DESCRIPTION OF THE TASK: Present every line of the items below as a numbered list, leaving out any blank lines.
** start RECORDS FOR THE TASK **
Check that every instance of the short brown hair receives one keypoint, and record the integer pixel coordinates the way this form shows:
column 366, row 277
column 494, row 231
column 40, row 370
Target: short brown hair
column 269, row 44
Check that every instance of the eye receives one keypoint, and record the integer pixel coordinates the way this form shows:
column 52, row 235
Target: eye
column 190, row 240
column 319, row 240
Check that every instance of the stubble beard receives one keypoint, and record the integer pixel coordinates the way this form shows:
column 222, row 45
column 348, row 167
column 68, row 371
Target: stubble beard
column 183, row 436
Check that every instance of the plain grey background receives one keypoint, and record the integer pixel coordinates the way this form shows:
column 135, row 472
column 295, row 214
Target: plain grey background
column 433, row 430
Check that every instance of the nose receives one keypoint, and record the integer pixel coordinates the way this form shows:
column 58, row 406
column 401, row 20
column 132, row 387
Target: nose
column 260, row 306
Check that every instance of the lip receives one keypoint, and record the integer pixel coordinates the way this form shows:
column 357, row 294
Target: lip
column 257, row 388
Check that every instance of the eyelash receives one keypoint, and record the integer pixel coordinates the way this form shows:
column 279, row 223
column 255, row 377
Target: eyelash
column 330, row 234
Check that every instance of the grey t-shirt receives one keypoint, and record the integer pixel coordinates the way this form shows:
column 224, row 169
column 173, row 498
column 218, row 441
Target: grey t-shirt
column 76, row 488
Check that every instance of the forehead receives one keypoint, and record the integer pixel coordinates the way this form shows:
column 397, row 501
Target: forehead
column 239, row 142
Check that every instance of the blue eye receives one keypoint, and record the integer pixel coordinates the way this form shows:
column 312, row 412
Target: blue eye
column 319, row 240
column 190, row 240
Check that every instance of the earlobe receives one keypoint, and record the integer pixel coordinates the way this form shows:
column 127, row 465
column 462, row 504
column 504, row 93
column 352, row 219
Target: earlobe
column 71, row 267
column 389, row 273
** end RECORDS FOR THE TASK **
FULL SOLUTION:
1. Check that every instance of the short brown hair receives one keypoint, and record the integer pixel coordinates the way this form shows:
2. column 366, row 277
3. column 494, row 231
4. column 40, row 370
5. Target: short brown hair
6. column 269, row 44
7. Check that every instance of the eye receives one keypoint, and record the integer pixel coordinates the way this form shows:
8. column 52, row 235
9. Target: eye
10. column 190, row 240
11. column 319, row 240
12. Check that every instance of the stubble beard receives one keypoint, and record the integer pixel coordinates the way this form shows:
13. column 222, row 45
14. column 348, row 167
15. column 68, row 371
16. Target: stubble beard
17. column 183, row 436
18. Check that every instance of the plain grey background receives one keypoint, and record the integer pixel coordinates the way this form shows:
19. column 135, row 472
20. column 295, row 214
21. Target: plain grey background
22. column 433, row 430
23. Check that every instance of the nose receives one keypoint, and record the integer pixel coordinates the way this form shows:
24. column 58, row 406
25. column 401, row 20
26. column 132, row 387
27. Target: nose
28. column 260, row 306
29. Check that every instance of the lip receives one keypoint, and record the integer pixel coordinates the way this form shows:
30. column 357, row 294
31. Target: lip
32. column 257, row 388
33. Check that every instance of the eyelash receives one keypoint, and record the integer pixel coordinates the way this form shows:
34. column 279, row 223
35. column 255, row 377
36. Target: eyelash
37. column 330, row 234
38. Check that every instance of the grey t-shirt receives one keypoint, and record the integer pixel coordinates the way this form shows:
39. column 224, row 169
40. column 173, row 498
41. column 218, row 441
42. Target: grey t-shirt
43. column 76, row 488
44. Check that every instance of the forehead receives one keypoint, and record the integer pixel coordinates the way this form shows:
45. column 397, row 501
46. Target: forehead
47. column 239, row 142
48. Check that every instance of the blue eye receives one keypoint, and record the integer pixel coordinates the way this form shows:
49. column 312, row 412
50. Target: blue eye
51. column 319, row 240
52. column 190, row 240
53. Check that every instance of the earlobe receives one keypoint, and record the integer pixel coordinates the way this form shows:
54. column 127, row 465
55. column 462, row 504
56. column 504, row 93
57. column 352, row 219
58. Target: earlobe
59. column 71, row 267
60. column 389, row 273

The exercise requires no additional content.